** Start of Data extract **

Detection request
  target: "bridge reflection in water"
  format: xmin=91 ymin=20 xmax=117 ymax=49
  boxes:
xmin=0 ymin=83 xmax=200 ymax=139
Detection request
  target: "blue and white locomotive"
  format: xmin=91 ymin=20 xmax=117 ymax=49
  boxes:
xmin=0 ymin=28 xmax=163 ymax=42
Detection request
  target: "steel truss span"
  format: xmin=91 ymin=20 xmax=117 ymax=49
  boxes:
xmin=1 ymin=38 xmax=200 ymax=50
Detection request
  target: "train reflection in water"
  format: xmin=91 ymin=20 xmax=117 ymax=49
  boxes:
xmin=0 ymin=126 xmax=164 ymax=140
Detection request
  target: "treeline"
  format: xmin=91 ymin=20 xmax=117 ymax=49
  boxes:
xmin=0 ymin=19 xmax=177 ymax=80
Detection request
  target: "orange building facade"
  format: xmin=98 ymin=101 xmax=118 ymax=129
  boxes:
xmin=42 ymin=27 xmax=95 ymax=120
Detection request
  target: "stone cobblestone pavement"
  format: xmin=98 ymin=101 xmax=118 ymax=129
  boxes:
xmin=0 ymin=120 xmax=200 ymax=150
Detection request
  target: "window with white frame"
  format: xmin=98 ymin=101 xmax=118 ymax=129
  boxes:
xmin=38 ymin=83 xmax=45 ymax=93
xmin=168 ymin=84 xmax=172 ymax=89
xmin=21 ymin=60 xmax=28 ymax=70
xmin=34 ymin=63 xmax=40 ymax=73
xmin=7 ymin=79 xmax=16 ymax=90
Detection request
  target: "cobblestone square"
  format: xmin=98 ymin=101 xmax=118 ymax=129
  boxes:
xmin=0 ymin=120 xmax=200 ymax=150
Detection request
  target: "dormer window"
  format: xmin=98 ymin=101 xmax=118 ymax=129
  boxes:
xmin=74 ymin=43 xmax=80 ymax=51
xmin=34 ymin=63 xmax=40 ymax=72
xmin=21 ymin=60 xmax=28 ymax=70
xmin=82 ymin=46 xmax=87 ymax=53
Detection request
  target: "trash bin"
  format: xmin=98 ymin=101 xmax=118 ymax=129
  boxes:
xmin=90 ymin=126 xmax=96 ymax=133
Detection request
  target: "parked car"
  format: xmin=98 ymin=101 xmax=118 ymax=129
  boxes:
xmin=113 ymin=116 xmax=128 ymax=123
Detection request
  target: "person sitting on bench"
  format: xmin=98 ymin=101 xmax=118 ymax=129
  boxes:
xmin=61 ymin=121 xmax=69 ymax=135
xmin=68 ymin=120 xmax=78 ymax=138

** End of Data extract **

■ What you should do: From the rows above, copy every line that contains the word "water", matching case exactly.

■ Task solution:
  target: "bridge reflection in water"
  target: "train reflection in water"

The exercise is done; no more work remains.